Brief: From the passage on free will and moral responsibility, list every reaction it says the victims' families would not have if a mouse had caused the fire.

--- start Passage to read ---

Friday, September 29, 2006

The Buck Stops -- Where?: Living Without Ultimate Moral Responsibility - Galen Strawson, interviewed by Tamler Sommers, on getting free of free will

 Imagine for a moment that instead of Timothy McVeigh destroying the Murrah Federal Building in Oklahoma City, it had been a mouse.   Suppose this mouse got into the wiring of the electrical system, tangled the circuits, and caused a big fire killing all those inside.   Now think of the victims’ families.   There would of course still be tremendous grief and suffering, but there would be one significant difference.  There would no extra bit of resentment, no consuming anger, no hatred, no need to see the perpetrator punished (even if the mouse somehow got out of the building) in order to experience “closure.”   Why the difference?  Because McVeigh, we think, committed this terrible act out of his own free will.   He chose to do it, and he could have chosen not to.   McVeigh, then, is morally responsible for the death of the victims in a way that the mouse is not.  And our sense of justice demands that he pay for this crime.

--- end Passage to read ---
--- start Data shown ---

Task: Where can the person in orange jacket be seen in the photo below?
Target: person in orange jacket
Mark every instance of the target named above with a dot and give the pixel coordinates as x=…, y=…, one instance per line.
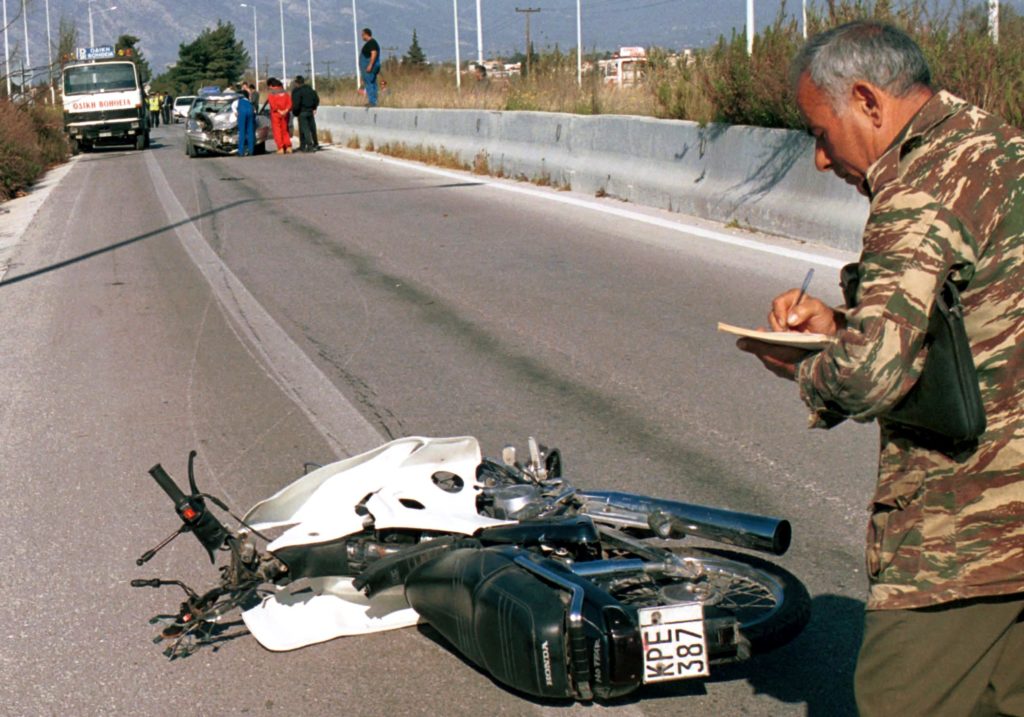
x=281, y=109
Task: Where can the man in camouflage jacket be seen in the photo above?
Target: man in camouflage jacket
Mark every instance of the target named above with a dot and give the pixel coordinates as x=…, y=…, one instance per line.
x=945, y=549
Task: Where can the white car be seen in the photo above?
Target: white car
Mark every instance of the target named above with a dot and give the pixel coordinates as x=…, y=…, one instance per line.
x=179, y=113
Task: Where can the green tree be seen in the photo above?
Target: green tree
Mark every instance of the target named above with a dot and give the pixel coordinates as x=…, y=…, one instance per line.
x=415, y=56
x=216, y=56
x=67, y=39
x=128, y=45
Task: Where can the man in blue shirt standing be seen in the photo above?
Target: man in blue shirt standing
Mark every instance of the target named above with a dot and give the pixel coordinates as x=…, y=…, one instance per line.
x=371, y=66
x=247, y=125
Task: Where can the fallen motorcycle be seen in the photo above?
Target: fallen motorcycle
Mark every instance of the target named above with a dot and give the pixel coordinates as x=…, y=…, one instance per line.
x=552, y=590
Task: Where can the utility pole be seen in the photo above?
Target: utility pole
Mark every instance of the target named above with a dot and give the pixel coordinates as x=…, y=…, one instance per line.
x=49, y=55
x=25, y=23
x=6, y=50
x=579, y=45
x=355, y=45
x=479, y=35
x=312, y=68
x=458, y=58
x=284, y=64
x=528, y=11
x=750, y=27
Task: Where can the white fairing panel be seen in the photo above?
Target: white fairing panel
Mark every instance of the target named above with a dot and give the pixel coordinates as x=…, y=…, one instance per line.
x=317, y=609
x=395, y=486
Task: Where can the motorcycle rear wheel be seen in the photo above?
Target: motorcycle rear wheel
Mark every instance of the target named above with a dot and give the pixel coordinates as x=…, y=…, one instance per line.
x=770, y=604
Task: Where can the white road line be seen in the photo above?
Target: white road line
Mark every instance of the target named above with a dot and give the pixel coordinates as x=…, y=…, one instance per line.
x=679, y=225
x=285, y=363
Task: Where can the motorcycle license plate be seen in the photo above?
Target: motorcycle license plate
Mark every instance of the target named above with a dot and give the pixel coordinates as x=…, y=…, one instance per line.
x=674, y=643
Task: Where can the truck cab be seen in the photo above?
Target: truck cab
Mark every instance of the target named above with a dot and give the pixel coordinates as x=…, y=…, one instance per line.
x=103, y=103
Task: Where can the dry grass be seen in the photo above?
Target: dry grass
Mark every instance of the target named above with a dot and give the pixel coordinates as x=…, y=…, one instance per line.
x=436, y=156
x=31, y=141
x=555, y=91
x=723, y=83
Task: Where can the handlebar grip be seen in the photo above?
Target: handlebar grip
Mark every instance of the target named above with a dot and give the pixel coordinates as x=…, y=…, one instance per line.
x=167, y=483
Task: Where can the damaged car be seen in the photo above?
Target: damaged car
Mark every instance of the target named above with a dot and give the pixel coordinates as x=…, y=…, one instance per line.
x=212, y=126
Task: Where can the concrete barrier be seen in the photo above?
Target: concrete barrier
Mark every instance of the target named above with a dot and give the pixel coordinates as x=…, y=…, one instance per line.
x=761, y=178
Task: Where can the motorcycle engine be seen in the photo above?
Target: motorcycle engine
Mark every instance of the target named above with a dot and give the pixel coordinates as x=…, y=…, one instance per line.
x=506, y=502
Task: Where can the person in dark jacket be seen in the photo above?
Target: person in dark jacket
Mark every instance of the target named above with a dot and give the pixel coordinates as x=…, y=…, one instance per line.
x=247, y=125
x=371, y=65
x=304, y=103
x=166, y=108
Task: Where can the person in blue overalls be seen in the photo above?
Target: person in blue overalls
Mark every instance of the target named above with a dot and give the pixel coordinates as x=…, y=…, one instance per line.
x=371, y=66
x=247, y=125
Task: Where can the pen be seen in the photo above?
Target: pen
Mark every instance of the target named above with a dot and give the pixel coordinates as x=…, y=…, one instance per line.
x=803, y=289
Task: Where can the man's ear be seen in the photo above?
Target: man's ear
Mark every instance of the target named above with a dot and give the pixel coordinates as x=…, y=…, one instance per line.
x=867, y=99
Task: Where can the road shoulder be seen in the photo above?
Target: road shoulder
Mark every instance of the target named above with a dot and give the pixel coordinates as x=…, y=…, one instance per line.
x=18, y=213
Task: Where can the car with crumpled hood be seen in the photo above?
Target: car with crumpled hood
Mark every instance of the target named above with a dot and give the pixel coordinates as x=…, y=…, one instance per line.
x=212, y=125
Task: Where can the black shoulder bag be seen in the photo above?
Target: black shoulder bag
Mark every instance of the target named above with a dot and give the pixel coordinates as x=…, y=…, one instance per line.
x=943, y=409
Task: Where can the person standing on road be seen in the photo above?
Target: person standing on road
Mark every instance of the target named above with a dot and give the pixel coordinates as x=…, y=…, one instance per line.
x=371, y=66
x=944, y=626
x=304, y=103
x=250, y=87
x=247, y=125
x=153, y=101
x=281, y=109
x=166, y=106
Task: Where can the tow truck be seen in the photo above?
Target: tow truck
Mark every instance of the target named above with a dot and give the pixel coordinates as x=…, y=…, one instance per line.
x=103, y=100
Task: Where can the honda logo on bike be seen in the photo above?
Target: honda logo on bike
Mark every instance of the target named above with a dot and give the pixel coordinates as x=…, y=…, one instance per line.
x=546, y=658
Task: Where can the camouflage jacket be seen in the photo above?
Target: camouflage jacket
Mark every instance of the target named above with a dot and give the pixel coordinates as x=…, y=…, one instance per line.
x=947, y=198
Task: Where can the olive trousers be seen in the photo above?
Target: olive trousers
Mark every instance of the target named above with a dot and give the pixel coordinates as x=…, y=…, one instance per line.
x=961, y=660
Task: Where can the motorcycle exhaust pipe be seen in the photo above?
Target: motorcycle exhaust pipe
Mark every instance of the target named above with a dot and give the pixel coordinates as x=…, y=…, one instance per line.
x=675, y=519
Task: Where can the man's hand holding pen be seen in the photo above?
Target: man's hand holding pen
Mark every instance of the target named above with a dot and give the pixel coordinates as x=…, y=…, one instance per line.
x=793, y=310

--- end Data shown ---

Final answer:
- No extra bit of resentment
- No consuming anger
- No hatred
- No need to see the perpetrator punished